The spectral profile is obtained each time the polishing table 20 makes one revolution. Typically, the polishing table 20 rotates at a constant speed during polishing of the substrate W. Therefore, spectral profiles are obtained at equal time intervals which are determined by a rotational speed of the polishing table 20. The spectral profile may be obtained each time the polishing table 20 makes a predetermined number of revolutions (e.g., two or three revolutions).

In FIG. 3A, n represents a refractive index of the film, n′ represents a refractive index of a medium contacting the film, and n″ represents a refractive index of the lower layer (base layer). Where the refractive index n of the film is larger than the refractive index n′ of the medium and the refractive index n″ of the lower layer is larger than the refractive index n of the film (i.e., n′<n<n″), a phase of light reflected off an interface between the medium and the film and a phase of light reflected off an interface between the film and the lower layer are shifted from a phase of the incident light by π. Since the reflected light from the substrate is composed of the light wave reflected off the interface between the medium and the film and the light wave reflected off the interface between the film and the lower layer, the intensity of the reflected light from the substrate varies depending on a phase difference between the two light waves. Therefore, the reflection intensity changes periodically according to a change in the thickness X of the film (i.e., a length of an optical path).

FIG. 4 is a graph showing a spectral profile obtained when the polishing table is making N−1-th revolution and a spectral profile obtained when the polishing table is making N-th revolution. In the graph shown in FIG. 4, a horizontal axis represents wavelength and a vertical axis represents reflection intensity. As can be seen from FIG. 4, the spectral profile is a distribution of the reflection intensities according to the wavelength of the reflected light. During polishing of the substrate, the spectral profile varies according to a decrease in thickness of the film. As shown in FIG. 4, the spectral profile obtained when the polishing table 20 is making N−1-th revolution differs in shape in its entirety from the spectral profile obtained when the polishing table 20 is making N-th revolution. This indicates a fact that the reflection intensity varies depending on the film thickness.

- Information shown:
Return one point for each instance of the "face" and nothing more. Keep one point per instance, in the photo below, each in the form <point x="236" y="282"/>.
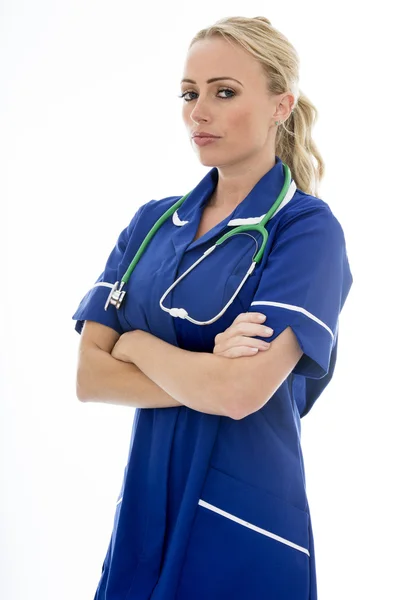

- Exercise task: Print everything in the passage on spectral profiles from "The spectral profile is obtained" down to "or three revolutions).". The data here is not needed.

- Written response:
The spectral profile is obtained each time the polishing table 20 makes one revolution. Typically, the polishing table 20 rotates at a constant speed during polishing of the substrate W. Therefore, spectral profiles are obtained at equal time intervals which are determined by a rotational speed of the polishing table 20. The spectral profile may be obtained each time the polishing table 20 makes a predetermined number of revolutions (e.g., two or three revolutions).